§ WHAT YOU ARE ASKED TO DO
Switch "red tiled roof" to "terracotta roof" in the lines from the line with "[trace] red tiled roof" up to and including the line with "[[[235,96],[236,94],[232,91],[214,91],[217,96]]]", and give back only those lines with everything else unchanged.

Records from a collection
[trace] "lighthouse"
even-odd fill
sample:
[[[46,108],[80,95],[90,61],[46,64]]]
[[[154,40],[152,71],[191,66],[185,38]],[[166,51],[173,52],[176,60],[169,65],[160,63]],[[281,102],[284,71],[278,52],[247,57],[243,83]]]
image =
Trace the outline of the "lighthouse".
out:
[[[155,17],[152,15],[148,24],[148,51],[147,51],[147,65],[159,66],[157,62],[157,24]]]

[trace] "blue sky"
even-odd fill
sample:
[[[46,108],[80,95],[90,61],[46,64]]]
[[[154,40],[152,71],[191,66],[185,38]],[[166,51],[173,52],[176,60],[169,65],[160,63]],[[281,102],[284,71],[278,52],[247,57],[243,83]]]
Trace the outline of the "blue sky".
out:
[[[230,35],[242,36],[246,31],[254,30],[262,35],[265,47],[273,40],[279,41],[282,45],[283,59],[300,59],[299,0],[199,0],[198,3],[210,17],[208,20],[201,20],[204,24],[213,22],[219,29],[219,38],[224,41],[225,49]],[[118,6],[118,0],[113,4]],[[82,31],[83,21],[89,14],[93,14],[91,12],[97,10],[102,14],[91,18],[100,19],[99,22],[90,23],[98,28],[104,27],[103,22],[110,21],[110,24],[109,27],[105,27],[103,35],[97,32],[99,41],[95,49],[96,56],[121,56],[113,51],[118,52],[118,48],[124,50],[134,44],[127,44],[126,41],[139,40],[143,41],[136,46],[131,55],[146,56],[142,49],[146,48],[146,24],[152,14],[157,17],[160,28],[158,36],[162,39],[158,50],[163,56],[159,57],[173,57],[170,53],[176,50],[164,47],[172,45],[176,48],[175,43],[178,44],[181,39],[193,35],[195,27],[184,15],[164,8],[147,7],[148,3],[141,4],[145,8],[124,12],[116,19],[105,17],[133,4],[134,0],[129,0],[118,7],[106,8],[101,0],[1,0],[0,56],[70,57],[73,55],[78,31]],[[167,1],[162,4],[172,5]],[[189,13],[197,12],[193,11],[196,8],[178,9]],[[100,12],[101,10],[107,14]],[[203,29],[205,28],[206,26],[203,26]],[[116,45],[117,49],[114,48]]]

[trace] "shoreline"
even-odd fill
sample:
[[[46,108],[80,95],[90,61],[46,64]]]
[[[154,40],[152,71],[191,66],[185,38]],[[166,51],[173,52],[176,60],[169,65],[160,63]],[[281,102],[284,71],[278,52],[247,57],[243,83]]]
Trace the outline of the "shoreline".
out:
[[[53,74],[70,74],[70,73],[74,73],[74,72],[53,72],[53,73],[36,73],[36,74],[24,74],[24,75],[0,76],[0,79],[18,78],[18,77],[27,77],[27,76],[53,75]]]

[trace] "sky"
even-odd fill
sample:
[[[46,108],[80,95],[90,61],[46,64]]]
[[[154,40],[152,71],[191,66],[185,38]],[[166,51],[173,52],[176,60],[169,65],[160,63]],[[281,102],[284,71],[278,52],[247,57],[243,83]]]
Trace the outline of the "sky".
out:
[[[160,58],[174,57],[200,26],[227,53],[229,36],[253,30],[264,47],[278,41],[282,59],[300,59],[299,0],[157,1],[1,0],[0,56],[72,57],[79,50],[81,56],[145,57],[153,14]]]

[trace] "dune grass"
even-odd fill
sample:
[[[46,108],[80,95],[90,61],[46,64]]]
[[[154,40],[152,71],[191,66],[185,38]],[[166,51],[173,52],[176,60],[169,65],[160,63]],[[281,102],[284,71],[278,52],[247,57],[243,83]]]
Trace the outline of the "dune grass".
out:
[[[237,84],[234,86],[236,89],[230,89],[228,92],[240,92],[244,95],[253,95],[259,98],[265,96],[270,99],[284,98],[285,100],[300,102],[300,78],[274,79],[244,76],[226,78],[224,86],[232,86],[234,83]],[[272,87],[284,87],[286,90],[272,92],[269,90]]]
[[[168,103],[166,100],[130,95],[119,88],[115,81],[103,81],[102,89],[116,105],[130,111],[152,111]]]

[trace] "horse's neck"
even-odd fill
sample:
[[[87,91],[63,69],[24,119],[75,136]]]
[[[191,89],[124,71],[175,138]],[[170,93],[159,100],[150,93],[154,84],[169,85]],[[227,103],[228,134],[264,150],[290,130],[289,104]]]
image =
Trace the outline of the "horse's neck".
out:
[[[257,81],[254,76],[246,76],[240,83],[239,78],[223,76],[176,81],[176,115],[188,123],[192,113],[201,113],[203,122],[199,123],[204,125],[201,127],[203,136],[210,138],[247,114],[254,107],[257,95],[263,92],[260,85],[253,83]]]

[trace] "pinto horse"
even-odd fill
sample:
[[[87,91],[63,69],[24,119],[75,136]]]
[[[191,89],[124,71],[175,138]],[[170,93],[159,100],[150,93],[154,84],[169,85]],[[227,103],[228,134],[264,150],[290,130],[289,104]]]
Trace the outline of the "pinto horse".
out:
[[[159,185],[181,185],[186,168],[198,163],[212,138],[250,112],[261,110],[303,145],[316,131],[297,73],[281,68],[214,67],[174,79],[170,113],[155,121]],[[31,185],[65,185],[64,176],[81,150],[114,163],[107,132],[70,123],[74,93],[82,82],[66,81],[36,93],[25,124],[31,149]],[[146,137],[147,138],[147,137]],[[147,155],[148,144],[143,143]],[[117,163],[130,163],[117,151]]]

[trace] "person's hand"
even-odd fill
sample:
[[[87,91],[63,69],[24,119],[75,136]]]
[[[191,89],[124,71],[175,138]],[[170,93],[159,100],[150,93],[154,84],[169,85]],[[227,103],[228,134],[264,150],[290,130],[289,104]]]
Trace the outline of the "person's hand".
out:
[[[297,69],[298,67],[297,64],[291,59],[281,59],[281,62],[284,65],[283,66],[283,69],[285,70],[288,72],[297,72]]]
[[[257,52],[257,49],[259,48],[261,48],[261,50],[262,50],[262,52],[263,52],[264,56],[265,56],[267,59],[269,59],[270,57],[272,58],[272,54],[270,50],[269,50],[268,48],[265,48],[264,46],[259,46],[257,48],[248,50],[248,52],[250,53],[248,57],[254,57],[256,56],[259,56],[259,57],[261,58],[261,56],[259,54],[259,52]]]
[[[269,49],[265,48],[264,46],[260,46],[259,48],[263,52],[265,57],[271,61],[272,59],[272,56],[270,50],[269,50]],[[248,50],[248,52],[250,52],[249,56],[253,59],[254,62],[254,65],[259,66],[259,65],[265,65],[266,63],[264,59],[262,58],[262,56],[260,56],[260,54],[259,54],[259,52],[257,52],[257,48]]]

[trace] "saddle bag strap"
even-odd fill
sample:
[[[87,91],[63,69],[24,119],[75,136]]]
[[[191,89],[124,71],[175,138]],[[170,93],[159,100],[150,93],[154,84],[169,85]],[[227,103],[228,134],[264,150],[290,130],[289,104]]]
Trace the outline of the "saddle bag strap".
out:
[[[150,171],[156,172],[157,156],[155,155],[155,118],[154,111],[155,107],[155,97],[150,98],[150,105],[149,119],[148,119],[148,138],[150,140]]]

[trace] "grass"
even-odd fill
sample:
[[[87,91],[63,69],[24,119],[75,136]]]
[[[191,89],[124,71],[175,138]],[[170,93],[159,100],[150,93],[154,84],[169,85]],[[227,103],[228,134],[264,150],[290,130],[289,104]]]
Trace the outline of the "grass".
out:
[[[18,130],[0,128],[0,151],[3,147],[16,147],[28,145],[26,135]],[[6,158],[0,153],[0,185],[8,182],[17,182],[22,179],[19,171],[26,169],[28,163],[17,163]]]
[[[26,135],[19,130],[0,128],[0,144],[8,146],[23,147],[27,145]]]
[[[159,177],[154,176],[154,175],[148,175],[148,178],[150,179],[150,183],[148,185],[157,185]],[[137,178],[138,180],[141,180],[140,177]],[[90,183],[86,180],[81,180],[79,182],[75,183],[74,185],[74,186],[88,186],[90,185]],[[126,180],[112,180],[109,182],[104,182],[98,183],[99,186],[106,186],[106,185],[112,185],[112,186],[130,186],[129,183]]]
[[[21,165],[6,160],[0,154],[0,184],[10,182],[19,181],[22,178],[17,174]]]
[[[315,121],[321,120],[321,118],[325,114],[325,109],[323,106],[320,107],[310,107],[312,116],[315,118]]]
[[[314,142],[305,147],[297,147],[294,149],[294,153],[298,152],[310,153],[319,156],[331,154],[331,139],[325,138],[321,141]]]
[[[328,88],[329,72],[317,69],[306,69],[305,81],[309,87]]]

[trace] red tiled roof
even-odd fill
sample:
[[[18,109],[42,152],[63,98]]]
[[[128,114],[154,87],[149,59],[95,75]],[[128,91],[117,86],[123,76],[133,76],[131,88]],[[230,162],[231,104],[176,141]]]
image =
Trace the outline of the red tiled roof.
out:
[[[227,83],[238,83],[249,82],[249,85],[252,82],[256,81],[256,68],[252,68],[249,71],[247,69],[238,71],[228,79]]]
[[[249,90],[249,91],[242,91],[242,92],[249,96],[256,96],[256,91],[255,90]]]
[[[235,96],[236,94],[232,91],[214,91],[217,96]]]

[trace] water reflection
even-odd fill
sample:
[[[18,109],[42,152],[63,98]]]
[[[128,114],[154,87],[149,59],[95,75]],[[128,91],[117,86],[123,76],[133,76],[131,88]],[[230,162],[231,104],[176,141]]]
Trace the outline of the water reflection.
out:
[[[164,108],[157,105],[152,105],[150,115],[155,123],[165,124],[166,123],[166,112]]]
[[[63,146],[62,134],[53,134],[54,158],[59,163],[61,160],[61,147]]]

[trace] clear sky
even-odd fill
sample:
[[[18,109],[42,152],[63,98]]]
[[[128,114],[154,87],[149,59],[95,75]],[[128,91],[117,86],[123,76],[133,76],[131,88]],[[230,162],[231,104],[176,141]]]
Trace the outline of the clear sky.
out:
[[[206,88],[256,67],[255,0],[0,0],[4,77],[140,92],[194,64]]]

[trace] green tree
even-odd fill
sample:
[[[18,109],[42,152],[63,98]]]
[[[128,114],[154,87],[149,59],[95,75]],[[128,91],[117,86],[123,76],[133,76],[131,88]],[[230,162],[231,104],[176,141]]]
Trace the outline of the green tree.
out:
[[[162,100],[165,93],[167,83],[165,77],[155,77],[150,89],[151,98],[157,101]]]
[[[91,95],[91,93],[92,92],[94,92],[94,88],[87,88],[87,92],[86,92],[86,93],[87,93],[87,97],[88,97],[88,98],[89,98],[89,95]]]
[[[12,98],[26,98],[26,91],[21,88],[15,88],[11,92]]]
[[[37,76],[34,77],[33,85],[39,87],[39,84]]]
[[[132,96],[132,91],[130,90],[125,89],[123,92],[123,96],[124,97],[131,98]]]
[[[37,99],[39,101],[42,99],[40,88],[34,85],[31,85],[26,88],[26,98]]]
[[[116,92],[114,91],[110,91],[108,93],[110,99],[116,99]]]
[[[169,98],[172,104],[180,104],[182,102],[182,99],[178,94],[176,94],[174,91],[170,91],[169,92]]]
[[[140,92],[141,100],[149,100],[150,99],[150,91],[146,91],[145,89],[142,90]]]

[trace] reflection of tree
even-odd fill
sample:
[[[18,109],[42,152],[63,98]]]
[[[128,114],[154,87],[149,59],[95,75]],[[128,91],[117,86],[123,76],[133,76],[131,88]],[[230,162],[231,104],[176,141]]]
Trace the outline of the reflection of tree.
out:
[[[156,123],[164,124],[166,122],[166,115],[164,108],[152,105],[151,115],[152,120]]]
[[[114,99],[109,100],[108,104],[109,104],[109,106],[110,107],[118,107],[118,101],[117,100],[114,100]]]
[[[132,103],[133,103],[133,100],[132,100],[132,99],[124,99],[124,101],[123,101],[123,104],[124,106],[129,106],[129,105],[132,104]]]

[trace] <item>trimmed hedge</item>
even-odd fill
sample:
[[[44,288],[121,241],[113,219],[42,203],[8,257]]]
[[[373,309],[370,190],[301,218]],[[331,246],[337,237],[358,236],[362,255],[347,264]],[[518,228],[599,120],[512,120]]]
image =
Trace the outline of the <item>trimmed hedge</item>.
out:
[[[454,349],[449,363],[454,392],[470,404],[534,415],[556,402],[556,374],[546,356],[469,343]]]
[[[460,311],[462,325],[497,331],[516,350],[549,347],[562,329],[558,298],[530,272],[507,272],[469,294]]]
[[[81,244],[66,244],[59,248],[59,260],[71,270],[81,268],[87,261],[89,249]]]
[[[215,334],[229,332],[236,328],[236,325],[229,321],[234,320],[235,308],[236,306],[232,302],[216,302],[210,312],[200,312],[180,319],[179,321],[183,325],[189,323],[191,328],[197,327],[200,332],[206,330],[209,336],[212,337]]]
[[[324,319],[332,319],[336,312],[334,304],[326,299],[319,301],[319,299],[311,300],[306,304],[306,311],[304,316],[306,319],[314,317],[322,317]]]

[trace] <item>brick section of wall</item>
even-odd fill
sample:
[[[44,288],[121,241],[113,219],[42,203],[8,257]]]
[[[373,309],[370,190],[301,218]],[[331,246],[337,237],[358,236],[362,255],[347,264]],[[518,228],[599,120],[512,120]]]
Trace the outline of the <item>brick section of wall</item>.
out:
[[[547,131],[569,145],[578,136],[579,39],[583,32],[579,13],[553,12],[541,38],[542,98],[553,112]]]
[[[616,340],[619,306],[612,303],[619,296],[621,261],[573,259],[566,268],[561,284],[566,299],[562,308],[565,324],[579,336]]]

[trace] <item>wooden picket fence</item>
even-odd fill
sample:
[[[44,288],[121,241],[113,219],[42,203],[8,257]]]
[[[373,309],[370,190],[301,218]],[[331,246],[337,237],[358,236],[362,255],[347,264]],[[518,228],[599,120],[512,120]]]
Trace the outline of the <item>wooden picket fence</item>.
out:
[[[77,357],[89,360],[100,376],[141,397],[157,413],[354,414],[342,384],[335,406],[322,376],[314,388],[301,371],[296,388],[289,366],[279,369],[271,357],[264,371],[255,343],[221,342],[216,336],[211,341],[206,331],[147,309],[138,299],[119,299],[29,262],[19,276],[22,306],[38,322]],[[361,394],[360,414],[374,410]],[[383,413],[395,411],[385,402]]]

§ FINISHED ANSWER
[trace] terracotta roof
even-odd fill
sample:
[[[18,109],[42,152],[63,98]]]
[[[128,114],[154,87],[149,59],[95,75]],[[128,91],[117,86],[123,76],[133,76],[131,88]],[[230,162],[231,104],[176,141]]]
image =
Trace the outline of the terracotta roof.
out:
[[[227,83],[238,83],[249,82],[249,85],[252,82],[256,81],[256,68],[252,68],[249,71],[247,69],[238,71],[228,79]]]
[[[249,90],[249,91],[242,91],[242,92],[249,96],[256,96],[256,91],[255,90]]]
[[[235,96],[236,94],[232,91],[214,91],[217,96]]]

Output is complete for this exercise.